◆ KEGIATAN:
Kutip dari teks tentang literasi seluruh isinya, mulai dari "Oleh: Galih Yoga" sampai dengan "di bidang literasi?", tanpa mengubah apa pun.

◆ KUTIPAN TEKS:
+---+

Oleh: Galih Yoga Pratama*

Jadilah Pemburu Cerdas (Literasi)
Beberapa hari ini, di tengah-tengah situasi wabah virus covid-19, ketua Pemuda Hidayatullah Jatim mengeluarkan surat edaran untuk para Pemuda Hidayatullah se-Jawa Timur agar tetap beramal sholih. Salah satu aktifitas yang direkomendasikan, ialah menggalakkan karya di bidang literasi.
Menjadi pertanyaan adalah; mengapa harus menggalakkan karya di bidang literasi?
Jawabannya adalah untuk memaksimalkan momentum Work From Home
yang mengharuskan masyarakat Jawa Timur banyak beraktivitas di rumah. Selain bekerja sesuai profesi masing-masing di rumah, diharapkan para kader muda Hidayatullah juga produktif beramal sholih.
Menulis merupakan salah satu karya yang bisa dilakukan di manapun. Di perjalanan, di tempat kerja, bahkan berdiam di rumah juga sangat memungkinkan untuk menghasilkan tulisan-tulisan semisal; kisah-kisah, hikmah, hingga tulisan yang “berat” seperti ulasan atau kajian.
Bahkan beberapa ulama besar menghasilkan karya tulis fenomenal mereka di balik jeruji besi. Mereka menuntaskan karya-karya itu justru saat banyak “berdiam diri” akibat ulah rezim. Sebut saja Ibnu Taimiyah, Sayyid Qutub hingga ulama Nusantara Haji Abdul Malik Karim Amrullah atau yang sering kita kenal Buya Hamka.
Itulah kiranya saat-saat seperti ini, di mana tidak banyak aktifitas fisik yang kita lakukan di luaran sana, bisa menjadi momen tepat untuk menghasilkan karya dengan menulis.
Menulis sejatinya adalah mengikat ilmu. Inilah jabatan kedua serta manfaat utama dalam menulis atau berliterasi. Ikatlah ilmu yang kita dapat dengan menulis. Ilmu ibarat hewan buruan yang harus diikat agar tak lepas begitu saja.
Imam Asy Syafi’i rahimahullah berkata,
الْعِلْمُ صَيْدٌ وَالْكِتَابَةُ قَيْدُهُ قَيِّدْ صُيُوْدَكَ بِالْحِبَالِ الْوَاثِقَهْ
فَمِنَ الْحَمَاقَةِ أَنْ تَصِيْدَ غَزَالَةً وَتَتْرُكَهَا بَيْنَ الْخَلاَئِقِ طَالِقَهْ
“Ilmu adalah buruan dan tulisan adalah ikatannya. Ikatlah buruanmu dengan tali yang kuat. Termasuk kebodohan kalau engkau memburu kijang,
Setelah itu kamu tinggalkan terlepas begitu saja. ”

+---+

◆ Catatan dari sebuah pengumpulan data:
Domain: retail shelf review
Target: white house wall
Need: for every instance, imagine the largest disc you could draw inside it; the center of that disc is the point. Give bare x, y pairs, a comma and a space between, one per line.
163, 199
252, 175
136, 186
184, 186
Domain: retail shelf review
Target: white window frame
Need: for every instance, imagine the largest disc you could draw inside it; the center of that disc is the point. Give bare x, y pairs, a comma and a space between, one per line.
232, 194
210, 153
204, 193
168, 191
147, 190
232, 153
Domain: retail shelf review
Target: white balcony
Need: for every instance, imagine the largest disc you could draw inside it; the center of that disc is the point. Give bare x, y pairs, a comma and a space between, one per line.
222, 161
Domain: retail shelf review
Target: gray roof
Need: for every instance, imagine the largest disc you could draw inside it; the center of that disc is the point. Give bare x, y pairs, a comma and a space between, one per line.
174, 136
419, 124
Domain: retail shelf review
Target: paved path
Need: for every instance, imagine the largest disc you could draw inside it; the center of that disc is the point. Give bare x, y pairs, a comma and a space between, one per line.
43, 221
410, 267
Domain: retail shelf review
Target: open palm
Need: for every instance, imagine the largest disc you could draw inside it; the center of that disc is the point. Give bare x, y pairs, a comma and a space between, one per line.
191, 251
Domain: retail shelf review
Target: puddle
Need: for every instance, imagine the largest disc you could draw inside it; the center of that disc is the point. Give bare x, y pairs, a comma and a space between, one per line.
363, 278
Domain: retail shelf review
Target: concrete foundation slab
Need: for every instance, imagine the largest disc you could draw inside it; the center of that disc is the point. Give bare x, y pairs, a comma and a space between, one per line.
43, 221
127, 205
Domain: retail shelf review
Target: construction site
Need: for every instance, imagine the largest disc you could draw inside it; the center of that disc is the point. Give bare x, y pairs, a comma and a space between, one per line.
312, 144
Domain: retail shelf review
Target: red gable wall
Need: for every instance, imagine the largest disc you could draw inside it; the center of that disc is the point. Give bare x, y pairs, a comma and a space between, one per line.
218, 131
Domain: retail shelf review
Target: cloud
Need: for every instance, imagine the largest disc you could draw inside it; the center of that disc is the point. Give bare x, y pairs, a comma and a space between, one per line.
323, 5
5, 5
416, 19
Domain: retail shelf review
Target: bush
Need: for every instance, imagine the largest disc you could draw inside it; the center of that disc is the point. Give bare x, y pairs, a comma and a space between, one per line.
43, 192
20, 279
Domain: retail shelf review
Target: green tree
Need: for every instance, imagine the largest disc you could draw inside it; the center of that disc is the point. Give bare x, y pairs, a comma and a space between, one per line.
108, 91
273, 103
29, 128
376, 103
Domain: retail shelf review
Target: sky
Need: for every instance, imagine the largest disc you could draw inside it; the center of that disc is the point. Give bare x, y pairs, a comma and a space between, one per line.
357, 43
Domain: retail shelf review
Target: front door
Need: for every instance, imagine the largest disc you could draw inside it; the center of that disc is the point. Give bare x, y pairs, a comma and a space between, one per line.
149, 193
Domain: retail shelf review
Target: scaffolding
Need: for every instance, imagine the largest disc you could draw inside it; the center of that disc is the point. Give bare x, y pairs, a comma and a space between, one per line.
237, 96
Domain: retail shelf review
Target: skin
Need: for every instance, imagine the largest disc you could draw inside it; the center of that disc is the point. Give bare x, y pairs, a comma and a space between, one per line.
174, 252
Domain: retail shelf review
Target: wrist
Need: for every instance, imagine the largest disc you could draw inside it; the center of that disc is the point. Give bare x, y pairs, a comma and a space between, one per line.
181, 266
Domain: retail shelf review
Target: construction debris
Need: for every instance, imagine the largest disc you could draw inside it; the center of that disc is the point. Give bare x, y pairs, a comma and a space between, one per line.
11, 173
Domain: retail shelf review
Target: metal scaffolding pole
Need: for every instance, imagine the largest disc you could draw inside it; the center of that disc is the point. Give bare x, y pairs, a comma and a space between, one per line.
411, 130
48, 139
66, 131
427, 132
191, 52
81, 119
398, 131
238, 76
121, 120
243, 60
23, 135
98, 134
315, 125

+---+

◆ JAWABAN LATIHAN:
Oleh: Galih Yoga Pratama*

Jadilah Pemburu Cerdas (Literasi)
Beberapa hari ini, di tengah-tengah situasi wabah virus covid-19, ketua Pemuda Hidayatullah Jatim mengeluarkan surat edaran untuk para Pemuda Hidayatullah se-Jawa Timur agar tetap beramal sholih. Salah satu aktifitas yang direkomendasikan, ialah menggalakkan karya di bidang literasi.
Menjadi pertanyaan adalah; mengapa harus menggalakkan karya di bidang literasi?